Repeat the whole listing exactly as written.

=-=-=-=-=

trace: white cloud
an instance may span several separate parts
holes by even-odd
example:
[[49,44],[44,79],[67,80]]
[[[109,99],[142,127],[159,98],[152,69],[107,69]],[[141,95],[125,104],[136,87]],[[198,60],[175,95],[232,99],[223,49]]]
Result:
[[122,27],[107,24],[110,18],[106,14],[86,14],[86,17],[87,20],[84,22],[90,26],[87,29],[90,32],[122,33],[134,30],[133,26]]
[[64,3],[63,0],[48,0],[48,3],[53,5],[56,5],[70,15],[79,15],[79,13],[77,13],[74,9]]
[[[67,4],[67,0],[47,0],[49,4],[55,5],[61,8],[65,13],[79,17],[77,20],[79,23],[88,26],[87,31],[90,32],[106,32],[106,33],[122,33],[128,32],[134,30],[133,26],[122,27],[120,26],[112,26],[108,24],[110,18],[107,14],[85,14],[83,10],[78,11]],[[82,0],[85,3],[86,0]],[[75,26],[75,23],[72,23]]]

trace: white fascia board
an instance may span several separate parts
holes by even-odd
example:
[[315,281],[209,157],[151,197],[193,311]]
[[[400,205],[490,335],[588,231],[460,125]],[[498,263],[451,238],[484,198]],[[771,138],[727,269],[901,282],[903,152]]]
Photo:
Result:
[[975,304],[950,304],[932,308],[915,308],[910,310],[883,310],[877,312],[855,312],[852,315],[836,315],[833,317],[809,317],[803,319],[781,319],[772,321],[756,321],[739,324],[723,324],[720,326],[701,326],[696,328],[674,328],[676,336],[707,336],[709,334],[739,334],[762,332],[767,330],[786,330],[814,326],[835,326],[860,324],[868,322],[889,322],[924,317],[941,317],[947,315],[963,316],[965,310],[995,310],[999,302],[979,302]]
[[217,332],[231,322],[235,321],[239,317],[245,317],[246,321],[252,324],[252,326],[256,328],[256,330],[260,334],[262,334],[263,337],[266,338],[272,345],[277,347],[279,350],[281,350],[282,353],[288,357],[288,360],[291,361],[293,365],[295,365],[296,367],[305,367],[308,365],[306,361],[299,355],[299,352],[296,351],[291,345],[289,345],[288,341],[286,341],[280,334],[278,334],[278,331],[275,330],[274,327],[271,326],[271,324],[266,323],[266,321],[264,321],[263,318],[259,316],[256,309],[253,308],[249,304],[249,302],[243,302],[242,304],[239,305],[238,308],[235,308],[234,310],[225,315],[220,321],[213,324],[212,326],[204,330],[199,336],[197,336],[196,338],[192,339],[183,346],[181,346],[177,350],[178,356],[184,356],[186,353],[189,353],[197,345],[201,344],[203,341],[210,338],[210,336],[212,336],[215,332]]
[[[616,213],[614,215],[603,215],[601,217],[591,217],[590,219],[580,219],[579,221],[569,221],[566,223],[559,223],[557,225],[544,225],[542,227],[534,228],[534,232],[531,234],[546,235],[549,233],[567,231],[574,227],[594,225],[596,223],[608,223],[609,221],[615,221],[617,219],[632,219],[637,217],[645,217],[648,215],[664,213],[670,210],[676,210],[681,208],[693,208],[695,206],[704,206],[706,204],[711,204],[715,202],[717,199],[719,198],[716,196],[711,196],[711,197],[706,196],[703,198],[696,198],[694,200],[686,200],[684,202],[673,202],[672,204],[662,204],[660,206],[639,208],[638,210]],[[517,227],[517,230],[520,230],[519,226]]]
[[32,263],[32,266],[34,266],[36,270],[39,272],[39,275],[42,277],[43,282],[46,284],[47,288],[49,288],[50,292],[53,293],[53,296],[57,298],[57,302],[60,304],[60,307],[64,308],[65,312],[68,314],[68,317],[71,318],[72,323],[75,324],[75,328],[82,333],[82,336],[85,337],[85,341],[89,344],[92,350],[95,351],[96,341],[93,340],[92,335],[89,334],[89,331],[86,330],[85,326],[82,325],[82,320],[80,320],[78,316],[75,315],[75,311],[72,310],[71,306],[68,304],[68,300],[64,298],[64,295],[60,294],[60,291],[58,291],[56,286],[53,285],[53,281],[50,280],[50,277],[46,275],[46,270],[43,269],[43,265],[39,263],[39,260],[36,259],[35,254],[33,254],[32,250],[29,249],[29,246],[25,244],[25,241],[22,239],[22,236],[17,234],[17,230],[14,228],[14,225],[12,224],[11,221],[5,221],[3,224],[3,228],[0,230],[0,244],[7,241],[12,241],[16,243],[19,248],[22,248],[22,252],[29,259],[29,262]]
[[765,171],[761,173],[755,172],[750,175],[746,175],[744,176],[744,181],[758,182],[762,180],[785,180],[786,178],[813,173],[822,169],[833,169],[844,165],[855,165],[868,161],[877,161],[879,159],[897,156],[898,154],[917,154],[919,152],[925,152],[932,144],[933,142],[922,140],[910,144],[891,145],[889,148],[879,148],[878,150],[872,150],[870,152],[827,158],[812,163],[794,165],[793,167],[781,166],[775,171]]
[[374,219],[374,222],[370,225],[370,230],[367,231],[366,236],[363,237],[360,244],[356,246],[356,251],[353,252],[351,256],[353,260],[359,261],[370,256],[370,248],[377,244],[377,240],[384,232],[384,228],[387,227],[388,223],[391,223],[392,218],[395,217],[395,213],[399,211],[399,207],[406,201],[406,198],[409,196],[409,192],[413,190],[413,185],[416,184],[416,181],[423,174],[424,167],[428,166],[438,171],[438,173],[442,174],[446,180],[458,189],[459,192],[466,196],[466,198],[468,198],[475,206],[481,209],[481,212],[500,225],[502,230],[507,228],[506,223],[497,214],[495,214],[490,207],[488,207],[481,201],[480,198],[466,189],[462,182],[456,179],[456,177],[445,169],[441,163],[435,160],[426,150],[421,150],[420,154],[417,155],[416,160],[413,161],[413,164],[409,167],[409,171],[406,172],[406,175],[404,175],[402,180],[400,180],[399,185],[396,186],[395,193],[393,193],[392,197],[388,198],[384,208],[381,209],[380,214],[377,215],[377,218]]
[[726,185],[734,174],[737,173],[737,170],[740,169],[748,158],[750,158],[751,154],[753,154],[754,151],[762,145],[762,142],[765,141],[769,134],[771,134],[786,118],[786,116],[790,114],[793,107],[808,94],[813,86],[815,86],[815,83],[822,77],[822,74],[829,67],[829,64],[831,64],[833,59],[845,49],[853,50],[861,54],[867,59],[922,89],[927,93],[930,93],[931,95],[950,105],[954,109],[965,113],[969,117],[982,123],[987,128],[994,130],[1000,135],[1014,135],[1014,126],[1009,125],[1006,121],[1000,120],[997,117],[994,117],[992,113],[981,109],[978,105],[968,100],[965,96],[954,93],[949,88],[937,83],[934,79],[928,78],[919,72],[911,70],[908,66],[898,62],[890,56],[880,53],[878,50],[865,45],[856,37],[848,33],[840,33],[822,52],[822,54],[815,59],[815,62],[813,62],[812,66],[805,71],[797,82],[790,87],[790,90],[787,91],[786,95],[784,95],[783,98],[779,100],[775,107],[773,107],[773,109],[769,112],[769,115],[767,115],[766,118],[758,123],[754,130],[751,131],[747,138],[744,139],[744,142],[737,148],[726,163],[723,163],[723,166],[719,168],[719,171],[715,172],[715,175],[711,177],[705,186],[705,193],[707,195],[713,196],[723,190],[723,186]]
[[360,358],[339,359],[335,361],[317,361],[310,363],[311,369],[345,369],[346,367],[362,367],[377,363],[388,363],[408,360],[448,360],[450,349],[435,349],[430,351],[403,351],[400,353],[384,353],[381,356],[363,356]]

=-=-=-=-=

Output of the task =>
trace: white cloud
an instance may span several separate parts
holes by even-odd
example:
[[49,44],[44,79],[67,80]]
[[[109,99],[142,127],[159,98],[152,69],[107,69]],[[141,95],[125,104],[136,87]],[[198,60],[175,95],[232,99],[223,49]]]
Result:
[[122,27],[107,24],[110,18],[106,14],[86,14],[86,17],[87,20],[84,22],[90,26],[87,29],[90,32],[122,33],[134,30],[133,26]]
[[64,3],[63,0],[48,0],[48,3],[53,5],[56,5],[70,15],[79,15],[79,13],[77,13],[74,9]]
[[[67,4],[67,0],[47,0],[49,4],[55,5],[61,8],[65,13],[79,17],[77,20],[79,23],[88,26],[87,31],[90,32],[106,32],[106,33],[122,33],[128,32],[134,30],[133,26],[122,27],[120,26],[112,26],[108,24],[110,18],[107,14],[85,14],[83,10],[78,11]],[[82,0],[85,3],[86,0]],[[75,26],[75,23],[72,23]]]

trace: white fascia board
an instance may span several separate parts
holes by even-odd
example:
[[315,281],[209,157],[151,197],[193,311]]
[[[400,205],[490,335],[588,231],[460,125]],[[498,263],[451,238],[484,198]],[[771,138],[727,269],[901,282],[903,152]]]
Photo:
Result:
[[975,304],[950,304],[932,308],[915,308],[910,310],[883,310],[877,312],[855,312],[852,315],[836,315],[833,317],[809,317],[803,319],[781,319],[772,321],[756,321],[739,324],[723,324],[720,326],[701,326],[696,328],[674,328],[676,336],[707,336],[709,334],[739,334],[762,332],[767,330],[786,330],[814,326],[835,326],[860,324],[868,322],[889,322],[924,317],[941,317],[947,315],[963,316],[965,310],[995,310],[999,302],[979,302]]
[[217,332],[231,322],[235,321],[239,317],[245,317],[246,321],[252,324],[252,326],[256,328],[256,330],[260,334],[262,334],[263,337],[266,338],[272,345],[277,347],[279,350],[281,350],[282,353],[288,357],[288,360],[291,361],[293,365],[295,365],[296,367],[305,367],[308,365],[306,361],[299,355],[299,352],[296,351],[291,345],[289,345],[288,341],[286,341],[280,334],[278,334],[278,331],[275,330],[274,327],[271,326],[271,324],[266,323],[266,321],[264,321],[263,318],[259,316],[256,309],[253,308],[249,304],[249,302],[243,302],[242,304],[239,305],[238,308],[235,308],[234,310],[225,315],[220,321],[213,324],[212,326],[204,330],[199,336],[197,336],[196,338],[192,339],[183,346],[181,346],[177,350],[178,356],[184,356],[186,353],[189,353],[197,345],[201,344],[203,341],[210,338],[210,336],[212,336],[215,332]]
[[[616,213],[614,215],[603,215],[601,217],[591,217],[590,219],[580,219],[579,221],[569,221],[566,223],[559,223],[557,225],[544,225],[542,227],[534,228],[534,232],[531,234],[546,235],[549,233],[567,231],[574,227],[594,225],[596,223],[608,223],[609,221],[615,221],[617,219],[632,219],[637,217],[645,217],[648,215],[664,213],[670,210],[676,210],[681,208],[693,208],[695,206],[704,206],[706,204],[711,204],[715,202],[717,199],[719,198],[716,196],[711,196],[711,197],[706,196],[703,198],[696,198],[694,200],[686,200],[684,202],[673,202],[672,204],[662,204],[660,206],[639,208],[638,210]],[[517,227],[517,230],[520,230],[519,226]]]
[[32,263],[32,266],[34,266],[36,270],[39,272],[39,275],[42,277],[43,282],[46,284],[47,288],[49,288],[50,292],[53,293],[53,296],[57,298],[57,302],[60,304],[60,307],[64,308],[65,312],[68,314],[68,317],[71,318],[72,323],[75,324],[75,328],[82,333],[82,336],[85,337],[85,341],[89,344],[92,350],[95,351],[96,341],[93,340],[92,335],[89,334],[89,331],[86,330],[85,326],[82,325],[82,320],[80,320],[78,316],[75,315],[75,311],[72,310],[71,306],[68,304],[68,300],[64,298],[64,295],[60,294],[60,291],[58,291],[56,286],[53,285],[53,281],[50,280],[50,277],[46,275],[46,270],[43,269],[43,265],[39,263],[39,260],[36,259],[35,254],[33,254],[32,250],[29,249],[29,246],[25,244],[25,241],[22,239],[22,236],[17,234],[17,230],[14,228],[14,225],[12,224],[11,221],[5,221],[3,224],[3,228],[0,230],[0,244],[7,241],[12,241],[16,243],[19,248],[22,248],[22,252],[29,259],[29,262]]
[[765,171],[761,173],[755,172],[750,175],[746,175],[744,176],[744,181],[758,182],[762,180],[785,180],[786,178],[813,173],[822,169],[833,169],[844,165],[855,165],[868,161],[877,161],[879,159],[897,156],[898,154],[917,154],[919,152],[925,152],[932,144],[933,142],[922,140],[910,144],[891,145],[889,148],[879,148],[878,150],[872,150],[870,152],[827,158],[812,163],[794,165],[793,167],[781,166],[775,171]]
[[374,219],[374,222],[370,225],[370,230],[367,231],[366,236],[363,237],[360,244],[356,246],[356,251],[353,252],[351,256],[353,260],[359,261],[370,256],[370,248],[377,244],[377,240],[384,232],[384,228],[387,227],[388,223],[391,223],[392,218],[395,217],[395,213],[399,211],[399,207],[406,201],[406,198],[409,196],[409,192],[413,190],[413,185],[416,184],[416,181],[423,174],[424,167],[428,166],[438,171],[438,173],[442,174],[446,180],[458,189],[459,192],[466,196],[466,198],[468,198],[475,206],[481,209],[481,212],[500,225],[502,230],[507,228],[506,223],[497,214],[495,214],[490,207],[488,207],[481,201],[480,198],[466,189],[462,182],[456,179],[456,177],[445,169],[441,163],[435,160],[426,150],[421,150],[420,154],[417,155],[416,160],[413,161],[413,164],[409,167],[409,171],[406,172],[406,175],[404,175],[402,180],[400,180],[399,185],[396,186],[395,193],[393,193],[392,197],[388,198],[384,208],[381,209],[380,214],[377,215],[377,218]]
[[726,185],[734,174],[737,173],[737,170],[740,169],[748,158],[750,158],[751,154],[753,154],[754,151],[762,145],[762,142],[765,141],[769,134],[771,134],[786,118],[786,116],[790,114],[793,107],[808,94],[813,86],[815,86],[815,83],[822,77],[822,74],[829,67],[829,64],[831,64],[833,59],[845,49],[853,50],[861,54],[867,59],[922,89],[927,93],[930,93],[931,95],[950,105],[954,109],[965,113],[969,117],[982,123],[987,128],[994,130],[1000,135],[1014,135],[1014,126],[1009,125],[1006,121],[1000,120],[997,117],[994,117],[992,113],[981,109],[978,105],[968,100],[965,96],[954,93],[949,88],[937,83],[934,79],[928,78],[919,72],[911,70],[908,66],[898,62],[890,56],[880,53],[878,50],[865,45],[856,37],[848,33],[840,33],[822,52],[822,54],[815,59],[815,62],[813,62],[812,66],[805,71],[797,82],[790,87],[790,90],[787,91],[786,95],[784,95],[783,98],[779,100],[775,107],[773,107],[773,109],[769,112],[769,115],[767,115],[766,118],[758,123],[754,130],[751,131],[747,138],[744,139],[744,142],[737,148],[726,163],[723,163],[723,166],[719,168],[719,171],[715,172],[715,175],[711,177],[705,186],[705,193],[707,195],[713,196],[723,190],[723,186]]
[[360,358],[339,359],[335,361],[317,361],[310,363],[311,369],[345,369],[346,367],[362,367],[377,363],[388,363],[408,360],[448,360],[450,349],[435,349],[430,351],[403,351],[400,353],[384,353],[381,356],[363,356]]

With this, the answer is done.